_WHAT THE TASK ASKS:_ Pick up the court opinion on the appellant's murder appeal, given below, and continue writing it from its final sentence.

_PASSAGE PROVIDED:_
────────────────────

We are convinced there was substantial evidence from which a jury could very easily conclude, without speculating, that appellant acted with a premeditated and deliberated purpose to cause the death of Lisa Williams. In short, appellant used a sawed-off, 12-gauge shotgun loaded with double-00 buckshot in March; the shots were fired into the trailer at head-level; and the shots appeared to have been aimed at a certain target as they followed the victim when she moved from the doorway of her home to the bedroom. It was for the jury to determine that this evidence excluded every other hypothesis consistent with appellant’s innocence, and they could do so on this evidence without speculating. The jury was not persuaded by appellant’s evidence. This was a credibility determination by the jury that we affirm upon substantial evidence. Accordingly, we find no merit to appellant’s first argument.

Appellant’s second argument for reversal is a challenge to *79the trial court’s finding that appellant was fit to proceed to trial. Ordinarily, a criminal defendant is presumed to be mentally competent to stand trial, and the burden of proving incompetence is on that defendant. Mitchell v. State, 323 Ark. 116, 913 S.W.2d 264 (1996). The test for determining an accused’s competency to stand trial is whether he is aware of the nature of the proceedings against him and is capable of cooperating effectively with his attorney in the preparation of his defense. Ark. Code Ann. § 5-2-302 (Repl. 1993); Mitchell, 323 Ark. 116, 913 S.W.2d 264. On appellate review of a finding of fitness to stand trial, we affirm if there is substantial evidence to support the trial court’s finding. Id. at 121, 913 S.W.2d at 266 (quoting Mauppin v. State, 314 Ark. 566, 865 S.W.2d 270 (1993).

────────────────────

_SOURCE DATA:_
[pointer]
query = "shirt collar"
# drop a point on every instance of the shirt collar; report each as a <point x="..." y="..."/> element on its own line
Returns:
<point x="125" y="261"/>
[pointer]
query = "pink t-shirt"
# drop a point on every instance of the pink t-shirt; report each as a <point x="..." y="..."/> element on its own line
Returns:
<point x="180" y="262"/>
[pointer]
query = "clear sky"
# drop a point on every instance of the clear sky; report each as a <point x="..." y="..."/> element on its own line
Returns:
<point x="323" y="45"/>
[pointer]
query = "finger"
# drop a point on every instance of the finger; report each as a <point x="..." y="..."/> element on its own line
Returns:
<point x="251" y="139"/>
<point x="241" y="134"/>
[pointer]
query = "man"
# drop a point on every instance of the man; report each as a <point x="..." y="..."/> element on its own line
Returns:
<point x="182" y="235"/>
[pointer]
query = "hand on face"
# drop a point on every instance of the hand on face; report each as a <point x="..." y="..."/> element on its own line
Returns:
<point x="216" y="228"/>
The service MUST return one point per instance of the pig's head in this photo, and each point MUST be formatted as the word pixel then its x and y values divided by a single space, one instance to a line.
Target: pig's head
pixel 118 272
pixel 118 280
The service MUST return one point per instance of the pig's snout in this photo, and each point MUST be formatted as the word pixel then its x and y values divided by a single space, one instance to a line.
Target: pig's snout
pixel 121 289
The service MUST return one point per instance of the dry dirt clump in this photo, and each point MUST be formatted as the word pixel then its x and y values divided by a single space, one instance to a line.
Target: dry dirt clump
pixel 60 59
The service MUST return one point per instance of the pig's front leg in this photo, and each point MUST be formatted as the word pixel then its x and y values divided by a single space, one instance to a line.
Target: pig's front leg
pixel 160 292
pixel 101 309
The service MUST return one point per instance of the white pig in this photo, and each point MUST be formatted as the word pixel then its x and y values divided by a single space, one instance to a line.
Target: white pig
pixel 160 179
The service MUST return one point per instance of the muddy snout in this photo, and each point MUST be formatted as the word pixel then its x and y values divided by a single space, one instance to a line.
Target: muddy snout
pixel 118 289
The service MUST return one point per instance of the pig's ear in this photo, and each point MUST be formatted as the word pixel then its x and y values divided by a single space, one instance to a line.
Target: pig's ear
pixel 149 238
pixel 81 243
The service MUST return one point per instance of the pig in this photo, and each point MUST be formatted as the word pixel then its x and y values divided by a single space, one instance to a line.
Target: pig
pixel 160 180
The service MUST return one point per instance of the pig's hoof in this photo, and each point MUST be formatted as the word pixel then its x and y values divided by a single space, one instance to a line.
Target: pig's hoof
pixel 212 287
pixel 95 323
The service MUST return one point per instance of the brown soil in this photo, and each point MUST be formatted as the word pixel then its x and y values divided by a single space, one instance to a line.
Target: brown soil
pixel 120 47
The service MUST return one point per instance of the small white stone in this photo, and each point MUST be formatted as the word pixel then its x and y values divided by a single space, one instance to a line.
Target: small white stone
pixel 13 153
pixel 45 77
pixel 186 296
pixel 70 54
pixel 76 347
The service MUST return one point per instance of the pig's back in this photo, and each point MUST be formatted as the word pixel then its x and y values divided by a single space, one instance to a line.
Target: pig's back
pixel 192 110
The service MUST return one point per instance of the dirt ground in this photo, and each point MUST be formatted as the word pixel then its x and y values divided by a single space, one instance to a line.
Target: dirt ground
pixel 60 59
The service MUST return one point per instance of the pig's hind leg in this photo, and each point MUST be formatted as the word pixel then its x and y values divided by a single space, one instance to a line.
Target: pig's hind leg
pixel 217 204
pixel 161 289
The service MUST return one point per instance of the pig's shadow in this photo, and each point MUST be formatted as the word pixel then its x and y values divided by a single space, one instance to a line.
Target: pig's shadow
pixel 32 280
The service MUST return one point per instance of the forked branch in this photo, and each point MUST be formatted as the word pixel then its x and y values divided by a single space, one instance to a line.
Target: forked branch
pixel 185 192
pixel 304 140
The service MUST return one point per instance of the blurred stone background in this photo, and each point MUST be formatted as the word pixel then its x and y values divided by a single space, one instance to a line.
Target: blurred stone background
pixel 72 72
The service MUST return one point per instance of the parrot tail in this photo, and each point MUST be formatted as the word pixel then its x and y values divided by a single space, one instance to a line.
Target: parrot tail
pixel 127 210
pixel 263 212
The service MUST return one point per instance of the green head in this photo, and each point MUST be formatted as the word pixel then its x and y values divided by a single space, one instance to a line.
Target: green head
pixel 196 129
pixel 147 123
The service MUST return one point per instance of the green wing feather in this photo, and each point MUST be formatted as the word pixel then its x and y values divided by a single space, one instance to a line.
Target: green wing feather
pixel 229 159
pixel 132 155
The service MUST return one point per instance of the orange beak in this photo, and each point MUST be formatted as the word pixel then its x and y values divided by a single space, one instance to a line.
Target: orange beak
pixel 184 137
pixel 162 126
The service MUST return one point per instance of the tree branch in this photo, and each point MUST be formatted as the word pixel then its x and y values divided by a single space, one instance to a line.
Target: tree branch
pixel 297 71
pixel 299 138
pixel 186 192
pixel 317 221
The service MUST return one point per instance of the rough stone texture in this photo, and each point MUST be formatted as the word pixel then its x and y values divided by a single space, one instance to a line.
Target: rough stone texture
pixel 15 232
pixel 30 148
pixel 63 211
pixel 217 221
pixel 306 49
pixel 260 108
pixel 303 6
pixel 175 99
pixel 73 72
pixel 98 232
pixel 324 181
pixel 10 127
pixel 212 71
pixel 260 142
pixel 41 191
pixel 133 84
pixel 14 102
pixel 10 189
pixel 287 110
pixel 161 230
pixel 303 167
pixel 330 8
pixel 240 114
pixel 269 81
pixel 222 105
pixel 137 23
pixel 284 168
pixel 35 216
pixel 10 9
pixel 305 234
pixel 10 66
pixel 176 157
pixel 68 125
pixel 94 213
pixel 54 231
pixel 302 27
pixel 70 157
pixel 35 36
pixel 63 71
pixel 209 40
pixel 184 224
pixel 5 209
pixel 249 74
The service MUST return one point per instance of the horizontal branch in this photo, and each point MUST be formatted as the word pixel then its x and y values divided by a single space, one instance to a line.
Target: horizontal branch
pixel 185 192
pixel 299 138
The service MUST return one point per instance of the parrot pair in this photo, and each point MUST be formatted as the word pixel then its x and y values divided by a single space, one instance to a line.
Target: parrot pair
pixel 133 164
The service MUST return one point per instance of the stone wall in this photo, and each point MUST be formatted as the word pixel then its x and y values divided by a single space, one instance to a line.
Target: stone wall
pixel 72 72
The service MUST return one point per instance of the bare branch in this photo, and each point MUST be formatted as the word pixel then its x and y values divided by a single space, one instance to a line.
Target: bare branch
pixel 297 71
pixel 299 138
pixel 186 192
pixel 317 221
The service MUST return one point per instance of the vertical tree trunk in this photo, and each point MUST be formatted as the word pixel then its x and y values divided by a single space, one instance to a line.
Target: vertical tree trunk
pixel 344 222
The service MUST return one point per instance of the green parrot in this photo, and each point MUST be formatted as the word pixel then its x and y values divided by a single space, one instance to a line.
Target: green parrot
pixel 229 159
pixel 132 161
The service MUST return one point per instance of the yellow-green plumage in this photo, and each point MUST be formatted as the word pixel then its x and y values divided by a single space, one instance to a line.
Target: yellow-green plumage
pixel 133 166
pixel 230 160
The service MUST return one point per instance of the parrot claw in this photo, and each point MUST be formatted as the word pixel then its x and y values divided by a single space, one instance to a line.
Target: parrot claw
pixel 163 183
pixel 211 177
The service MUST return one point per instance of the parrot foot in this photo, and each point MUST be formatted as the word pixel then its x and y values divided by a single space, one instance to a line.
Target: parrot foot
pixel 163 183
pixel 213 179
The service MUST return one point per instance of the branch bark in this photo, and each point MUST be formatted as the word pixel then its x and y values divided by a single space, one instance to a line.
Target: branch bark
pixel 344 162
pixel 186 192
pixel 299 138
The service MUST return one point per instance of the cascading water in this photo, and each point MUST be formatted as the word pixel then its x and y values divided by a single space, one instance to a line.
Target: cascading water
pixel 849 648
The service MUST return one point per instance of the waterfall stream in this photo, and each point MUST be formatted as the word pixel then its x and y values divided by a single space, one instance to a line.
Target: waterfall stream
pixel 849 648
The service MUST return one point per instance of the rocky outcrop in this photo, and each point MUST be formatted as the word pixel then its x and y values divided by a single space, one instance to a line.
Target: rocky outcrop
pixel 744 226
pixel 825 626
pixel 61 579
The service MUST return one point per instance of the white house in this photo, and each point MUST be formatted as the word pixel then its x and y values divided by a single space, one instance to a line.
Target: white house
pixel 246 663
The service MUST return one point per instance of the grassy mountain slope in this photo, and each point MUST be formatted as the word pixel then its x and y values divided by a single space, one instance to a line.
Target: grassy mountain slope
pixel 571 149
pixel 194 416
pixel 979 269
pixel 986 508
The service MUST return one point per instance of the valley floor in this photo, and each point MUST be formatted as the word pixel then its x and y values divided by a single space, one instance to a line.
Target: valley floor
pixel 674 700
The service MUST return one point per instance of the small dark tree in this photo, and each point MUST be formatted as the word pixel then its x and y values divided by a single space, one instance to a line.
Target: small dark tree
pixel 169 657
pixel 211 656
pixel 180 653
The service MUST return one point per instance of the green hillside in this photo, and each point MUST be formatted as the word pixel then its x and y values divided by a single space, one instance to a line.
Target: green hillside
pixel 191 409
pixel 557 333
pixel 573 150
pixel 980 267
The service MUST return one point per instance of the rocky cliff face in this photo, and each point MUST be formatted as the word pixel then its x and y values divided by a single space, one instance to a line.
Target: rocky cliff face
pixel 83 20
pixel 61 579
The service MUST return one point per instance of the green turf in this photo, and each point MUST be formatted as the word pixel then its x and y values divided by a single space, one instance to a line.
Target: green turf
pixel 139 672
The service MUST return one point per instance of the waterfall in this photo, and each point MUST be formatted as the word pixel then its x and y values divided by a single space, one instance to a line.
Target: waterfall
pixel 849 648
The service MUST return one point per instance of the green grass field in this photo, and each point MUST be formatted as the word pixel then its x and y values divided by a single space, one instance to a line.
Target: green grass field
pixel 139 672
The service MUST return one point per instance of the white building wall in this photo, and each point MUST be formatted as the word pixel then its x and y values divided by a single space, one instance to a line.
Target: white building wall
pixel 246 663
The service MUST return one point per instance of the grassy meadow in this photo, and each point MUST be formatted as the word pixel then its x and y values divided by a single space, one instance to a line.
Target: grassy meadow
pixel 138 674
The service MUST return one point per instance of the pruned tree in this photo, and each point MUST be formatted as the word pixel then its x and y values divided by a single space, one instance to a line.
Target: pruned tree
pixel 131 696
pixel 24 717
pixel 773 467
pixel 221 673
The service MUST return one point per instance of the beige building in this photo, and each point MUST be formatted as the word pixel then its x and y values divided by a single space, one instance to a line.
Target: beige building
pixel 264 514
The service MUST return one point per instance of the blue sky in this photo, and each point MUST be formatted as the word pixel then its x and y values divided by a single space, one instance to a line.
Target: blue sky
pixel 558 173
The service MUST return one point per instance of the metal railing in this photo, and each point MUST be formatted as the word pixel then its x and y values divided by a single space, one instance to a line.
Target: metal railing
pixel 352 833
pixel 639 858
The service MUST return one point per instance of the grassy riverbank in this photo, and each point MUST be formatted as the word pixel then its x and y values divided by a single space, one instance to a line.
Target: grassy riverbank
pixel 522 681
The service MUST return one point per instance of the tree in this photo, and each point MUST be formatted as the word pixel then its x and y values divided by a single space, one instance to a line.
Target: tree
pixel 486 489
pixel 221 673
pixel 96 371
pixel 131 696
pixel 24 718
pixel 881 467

────────────────────

_ANSWER SECTION:_
Appellant argues that, because he told the examiner at the state hospital that he was charged, with first-degree murder when he was actually charged with capital murder, he was not aware of the nature of the charges against him. He argues further that he had a significant history of poor communication abilities, thus he could not assist in his defense. Following the filing of appellant’s notice pursuant to Ark. Code Ann. § 5-2-304 (Repl. 1993) and motion for evaluation, the trial court entered an order committing appellant to the state hospital for examination. Dr. O. WendaU Hall, a psychiatrist at the state hospital, filed a report with the court finding that appellant appeared to be aware of the nature of the charges and the proceedings taken against him and was capable of cooperating effectively with an attorney in the preparation of his defense.

The trial court later held a competency hearing and heard testimony from Drew Camp, a licensed psychological examiner in the North Little Rock School District; Dr. Albert Kittrell, a fourth-year psychiatry resident at the state hospital; and Dr. Susan Doi, a clinical psychologist at the state hospital. Collectively, their testimonies established that appellant had an IQ of 72, which is on the borderline of mild mental retardation; that various tests of language skills, motor skills, and behavior skills indicated appellant functioned at an equivalent age of ten to twelve years; that while in the eleventh grade he functioned at the third-grade level in all areas except math, in which he functioned at the fifth-grade level; that appellant had no problems functioning in the social environment at the state hospital; that appellant was fairly poor in both judgment and insight; that appellant showed no evidence of major mental *80illness or psychotic behavior; and that appellant was aware of the charges and could assist in his own defense.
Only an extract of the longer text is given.